Document extract:
------------------------------

Members of the National Education Union (NEU) – the country’s largest education union – have voted to accept the government’s teacher pay deal.
In a consultation with teacher members, 86 per cent voted in favour of accepting a 6.5 per cent rise for all teachers and leaders, on a turnout of 60 per cent.
It marks a major step towards ending strikes that disrupted schools during the spring and summer terms.
Leaders’ union ASCL ended its own strike ballot after its own members voted to back the deal earlier this month.
The NAHT and NASUWT unions also accepted the pay deal. But NASUWT said planned industrial action will still go ahead.
Education secretary Gillian Keegan tweeted that the NEU pay deal vote was “good news for teachers, good news for parents and most of all, good news for students”.
The NEU announced today it had secured a fresh mandate for strikes in the autumn term, following a formal re-ballot of members that was called before the deal was offered.
The ballot was won by 95 per cent, with a turnout of 53 per cent beating legal requirements for industrial action.
However the outcome of its consultation meant further strikes “will not now go ahead in the autumn term”, the union said.
Keegan added: “The deal brings an end to the disruption faced by parents and young people and means we can focus on what matters most – giving our children a world class education.
“That means tackling persistent absence and getting every child through the school gates every day, a relentless focus on closing the gap between disadvantaged pupils and their peers, and continued action to help young people make up for time lost during the pandemic.”
Joint general secretaries Dr Mary Bousted and Kevin Courtney said their union’s members “should be proud they have … secured extra funding for schools.
“The Government should be in no doubt that we will hold its feet to the fire on delivering for teachers and support staff on workload and funding and continue to represent the profession in future STRB consultations.
“It remains the view of the NEU that school and college funding is far from adequate. It remains a commitment of the NEU to campaign for further increases in teacher pay… Our campaign for a better-funded education system will not go away.”

------------------------------

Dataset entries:
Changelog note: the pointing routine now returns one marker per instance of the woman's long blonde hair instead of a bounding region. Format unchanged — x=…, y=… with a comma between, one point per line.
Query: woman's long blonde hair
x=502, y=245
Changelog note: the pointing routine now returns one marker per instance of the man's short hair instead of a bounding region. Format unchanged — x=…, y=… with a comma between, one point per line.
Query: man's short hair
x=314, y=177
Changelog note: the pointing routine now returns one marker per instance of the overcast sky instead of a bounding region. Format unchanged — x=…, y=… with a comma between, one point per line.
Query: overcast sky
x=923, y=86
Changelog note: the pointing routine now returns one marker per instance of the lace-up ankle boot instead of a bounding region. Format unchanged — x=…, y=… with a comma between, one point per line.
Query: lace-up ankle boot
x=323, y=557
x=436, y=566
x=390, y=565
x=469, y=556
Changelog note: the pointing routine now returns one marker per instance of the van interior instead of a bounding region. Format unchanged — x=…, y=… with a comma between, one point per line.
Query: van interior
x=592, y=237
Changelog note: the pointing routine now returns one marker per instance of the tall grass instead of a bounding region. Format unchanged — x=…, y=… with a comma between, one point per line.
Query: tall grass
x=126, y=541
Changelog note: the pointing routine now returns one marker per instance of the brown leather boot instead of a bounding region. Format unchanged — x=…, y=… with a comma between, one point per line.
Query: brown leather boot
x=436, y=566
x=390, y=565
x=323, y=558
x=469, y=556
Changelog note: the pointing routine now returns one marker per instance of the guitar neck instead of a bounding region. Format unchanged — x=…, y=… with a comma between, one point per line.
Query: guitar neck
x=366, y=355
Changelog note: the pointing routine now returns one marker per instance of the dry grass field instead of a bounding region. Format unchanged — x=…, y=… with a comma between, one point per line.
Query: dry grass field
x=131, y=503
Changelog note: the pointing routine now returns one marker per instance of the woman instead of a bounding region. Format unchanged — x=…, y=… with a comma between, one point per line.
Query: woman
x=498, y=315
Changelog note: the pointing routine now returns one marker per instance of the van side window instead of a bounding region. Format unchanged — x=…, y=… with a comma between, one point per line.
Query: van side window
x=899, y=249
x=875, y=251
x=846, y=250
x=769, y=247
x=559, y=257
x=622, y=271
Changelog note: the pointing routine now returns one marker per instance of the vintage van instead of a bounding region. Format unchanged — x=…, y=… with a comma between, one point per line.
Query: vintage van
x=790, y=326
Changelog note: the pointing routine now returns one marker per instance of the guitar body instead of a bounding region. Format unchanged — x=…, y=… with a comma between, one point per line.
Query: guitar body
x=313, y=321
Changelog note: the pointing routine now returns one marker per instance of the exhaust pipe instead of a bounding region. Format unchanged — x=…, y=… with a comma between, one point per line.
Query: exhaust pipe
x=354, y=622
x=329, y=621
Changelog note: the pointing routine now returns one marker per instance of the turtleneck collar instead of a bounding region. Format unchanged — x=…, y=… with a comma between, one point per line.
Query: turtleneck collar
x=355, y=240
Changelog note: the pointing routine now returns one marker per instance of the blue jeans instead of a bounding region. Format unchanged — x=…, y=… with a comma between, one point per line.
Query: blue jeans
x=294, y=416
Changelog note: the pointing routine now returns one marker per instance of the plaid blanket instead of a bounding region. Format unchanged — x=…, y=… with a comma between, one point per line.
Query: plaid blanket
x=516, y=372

------------------------------

Assignment: Please state what share of NEU teacher members voted to accept the deal, according to the news report on the teacher pay deal.

Exercise output: 86 percent voted in favor.